Exercise brief: Keeping every word the same, return the listing from its first line until the line holding "target: distant apartment building" has been returned as well.

Records to process:
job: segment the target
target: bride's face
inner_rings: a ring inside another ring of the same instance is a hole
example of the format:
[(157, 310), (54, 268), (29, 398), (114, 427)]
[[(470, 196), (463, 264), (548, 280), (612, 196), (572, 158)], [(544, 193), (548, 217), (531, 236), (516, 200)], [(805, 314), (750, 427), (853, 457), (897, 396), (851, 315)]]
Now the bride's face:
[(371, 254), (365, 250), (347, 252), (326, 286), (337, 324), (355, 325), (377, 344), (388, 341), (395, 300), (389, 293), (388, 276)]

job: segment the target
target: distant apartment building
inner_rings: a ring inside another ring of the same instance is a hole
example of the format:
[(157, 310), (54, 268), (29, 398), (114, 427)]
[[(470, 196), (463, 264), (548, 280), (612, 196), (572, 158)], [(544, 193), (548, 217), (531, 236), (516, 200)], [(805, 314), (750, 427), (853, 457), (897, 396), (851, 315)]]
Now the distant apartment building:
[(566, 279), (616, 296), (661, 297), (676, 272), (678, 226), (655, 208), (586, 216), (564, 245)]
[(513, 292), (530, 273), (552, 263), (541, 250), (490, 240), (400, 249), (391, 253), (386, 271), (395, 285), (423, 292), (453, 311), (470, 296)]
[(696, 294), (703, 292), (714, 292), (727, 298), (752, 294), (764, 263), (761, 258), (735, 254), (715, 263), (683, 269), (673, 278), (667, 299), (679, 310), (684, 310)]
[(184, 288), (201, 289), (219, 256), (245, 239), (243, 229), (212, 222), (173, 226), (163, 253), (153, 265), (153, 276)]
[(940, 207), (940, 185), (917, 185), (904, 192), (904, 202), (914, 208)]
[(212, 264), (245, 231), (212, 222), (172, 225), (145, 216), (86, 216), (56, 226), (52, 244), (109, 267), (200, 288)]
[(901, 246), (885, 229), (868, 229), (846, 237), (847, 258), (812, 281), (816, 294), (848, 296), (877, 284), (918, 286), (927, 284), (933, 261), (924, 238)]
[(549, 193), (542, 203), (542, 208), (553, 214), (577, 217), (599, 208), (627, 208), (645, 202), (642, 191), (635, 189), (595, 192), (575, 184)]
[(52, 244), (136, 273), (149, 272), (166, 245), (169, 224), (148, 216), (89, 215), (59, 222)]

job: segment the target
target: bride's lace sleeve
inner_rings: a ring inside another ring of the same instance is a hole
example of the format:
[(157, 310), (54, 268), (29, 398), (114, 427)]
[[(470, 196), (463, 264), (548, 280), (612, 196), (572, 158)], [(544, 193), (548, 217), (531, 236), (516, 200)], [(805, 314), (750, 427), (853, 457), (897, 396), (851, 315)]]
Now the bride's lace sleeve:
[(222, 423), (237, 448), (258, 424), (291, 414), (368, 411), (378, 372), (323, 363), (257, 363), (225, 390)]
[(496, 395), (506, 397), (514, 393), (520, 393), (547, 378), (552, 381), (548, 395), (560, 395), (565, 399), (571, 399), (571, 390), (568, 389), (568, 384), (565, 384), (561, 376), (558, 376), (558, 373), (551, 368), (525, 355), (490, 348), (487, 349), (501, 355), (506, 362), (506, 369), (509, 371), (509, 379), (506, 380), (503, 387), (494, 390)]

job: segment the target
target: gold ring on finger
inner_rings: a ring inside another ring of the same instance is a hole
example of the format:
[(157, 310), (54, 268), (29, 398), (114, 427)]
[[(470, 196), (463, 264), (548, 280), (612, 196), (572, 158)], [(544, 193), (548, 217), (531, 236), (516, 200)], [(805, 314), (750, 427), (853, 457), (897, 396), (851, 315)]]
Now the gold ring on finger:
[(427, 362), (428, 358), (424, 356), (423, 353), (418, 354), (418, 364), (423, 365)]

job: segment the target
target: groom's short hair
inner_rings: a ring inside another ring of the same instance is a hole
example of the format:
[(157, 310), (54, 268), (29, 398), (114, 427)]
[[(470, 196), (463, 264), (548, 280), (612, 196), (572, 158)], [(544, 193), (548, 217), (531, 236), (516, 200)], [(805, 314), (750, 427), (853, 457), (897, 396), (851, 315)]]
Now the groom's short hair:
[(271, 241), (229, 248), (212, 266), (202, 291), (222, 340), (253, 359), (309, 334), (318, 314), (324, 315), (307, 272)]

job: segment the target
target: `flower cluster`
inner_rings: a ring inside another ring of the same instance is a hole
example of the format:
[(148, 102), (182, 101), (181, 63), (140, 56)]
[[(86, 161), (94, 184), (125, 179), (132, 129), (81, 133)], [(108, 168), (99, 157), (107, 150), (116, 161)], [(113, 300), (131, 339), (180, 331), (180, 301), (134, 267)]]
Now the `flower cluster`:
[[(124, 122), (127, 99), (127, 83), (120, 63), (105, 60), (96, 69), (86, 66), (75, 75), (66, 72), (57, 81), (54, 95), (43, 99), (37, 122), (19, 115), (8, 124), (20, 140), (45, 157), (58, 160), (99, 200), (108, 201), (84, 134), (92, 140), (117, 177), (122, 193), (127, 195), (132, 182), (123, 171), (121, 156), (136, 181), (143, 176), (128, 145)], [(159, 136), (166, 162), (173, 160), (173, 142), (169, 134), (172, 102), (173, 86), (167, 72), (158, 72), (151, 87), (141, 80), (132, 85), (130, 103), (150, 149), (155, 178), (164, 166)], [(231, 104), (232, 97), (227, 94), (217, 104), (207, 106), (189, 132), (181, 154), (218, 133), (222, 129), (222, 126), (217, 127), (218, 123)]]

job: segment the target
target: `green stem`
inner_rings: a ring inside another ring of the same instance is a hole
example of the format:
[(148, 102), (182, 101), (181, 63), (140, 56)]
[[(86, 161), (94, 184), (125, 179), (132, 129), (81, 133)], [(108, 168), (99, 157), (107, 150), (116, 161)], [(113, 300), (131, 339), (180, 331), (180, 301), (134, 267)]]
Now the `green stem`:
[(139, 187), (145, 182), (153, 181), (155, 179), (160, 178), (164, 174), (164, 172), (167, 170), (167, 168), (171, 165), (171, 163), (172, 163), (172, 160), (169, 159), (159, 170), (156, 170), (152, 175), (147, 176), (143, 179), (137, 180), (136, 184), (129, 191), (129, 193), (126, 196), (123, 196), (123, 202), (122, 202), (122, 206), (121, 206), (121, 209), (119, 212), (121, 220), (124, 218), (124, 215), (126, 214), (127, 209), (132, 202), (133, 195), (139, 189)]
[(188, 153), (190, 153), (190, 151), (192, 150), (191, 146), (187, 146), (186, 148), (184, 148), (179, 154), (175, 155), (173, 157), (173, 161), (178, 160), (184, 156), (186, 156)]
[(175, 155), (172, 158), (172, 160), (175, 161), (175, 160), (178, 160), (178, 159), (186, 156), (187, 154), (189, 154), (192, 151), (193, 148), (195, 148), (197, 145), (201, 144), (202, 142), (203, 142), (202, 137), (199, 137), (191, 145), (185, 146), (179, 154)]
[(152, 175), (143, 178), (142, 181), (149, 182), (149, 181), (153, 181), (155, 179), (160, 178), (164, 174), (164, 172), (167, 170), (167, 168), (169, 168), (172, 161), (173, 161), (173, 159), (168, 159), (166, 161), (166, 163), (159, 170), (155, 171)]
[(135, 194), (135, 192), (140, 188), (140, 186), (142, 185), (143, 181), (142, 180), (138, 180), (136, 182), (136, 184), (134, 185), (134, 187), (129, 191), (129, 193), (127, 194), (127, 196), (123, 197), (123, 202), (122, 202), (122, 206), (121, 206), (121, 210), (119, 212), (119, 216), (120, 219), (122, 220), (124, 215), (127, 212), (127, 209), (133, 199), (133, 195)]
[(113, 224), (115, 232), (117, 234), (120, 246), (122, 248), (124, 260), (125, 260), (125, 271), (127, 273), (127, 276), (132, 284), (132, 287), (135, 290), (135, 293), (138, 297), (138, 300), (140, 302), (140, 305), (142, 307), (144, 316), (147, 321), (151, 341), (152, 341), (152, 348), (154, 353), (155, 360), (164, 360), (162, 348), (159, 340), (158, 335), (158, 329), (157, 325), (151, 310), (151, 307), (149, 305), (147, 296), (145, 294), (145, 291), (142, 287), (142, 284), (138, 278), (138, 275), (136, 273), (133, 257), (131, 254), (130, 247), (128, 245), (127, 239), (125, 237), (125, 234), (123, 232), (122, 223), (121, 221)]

The answer:
job: segment the target
target: bride's face
inner_rings: a ring inside another ring of the same instance is a hole
example of the format:
[(157, 310), (54, 268), (29, 398), (114, 427)]
[[(470, 196), (463, 264), (548, 280), (612, 196), (572, 158)], [(544, 193), (548, 217), (531, 236), (516, 200)], [(805, 314), (750, 427), (853, 457), (897, 396), (851, 315)]]
Now the bride's face:
[(371, 254), (365, 250), (347, 252), (326, 286), (337, 324), (355, 325), (377, 344), (388, 341), (395, 300), (389, 293), (388, 276)]

job: segment the target
target: distant apartment building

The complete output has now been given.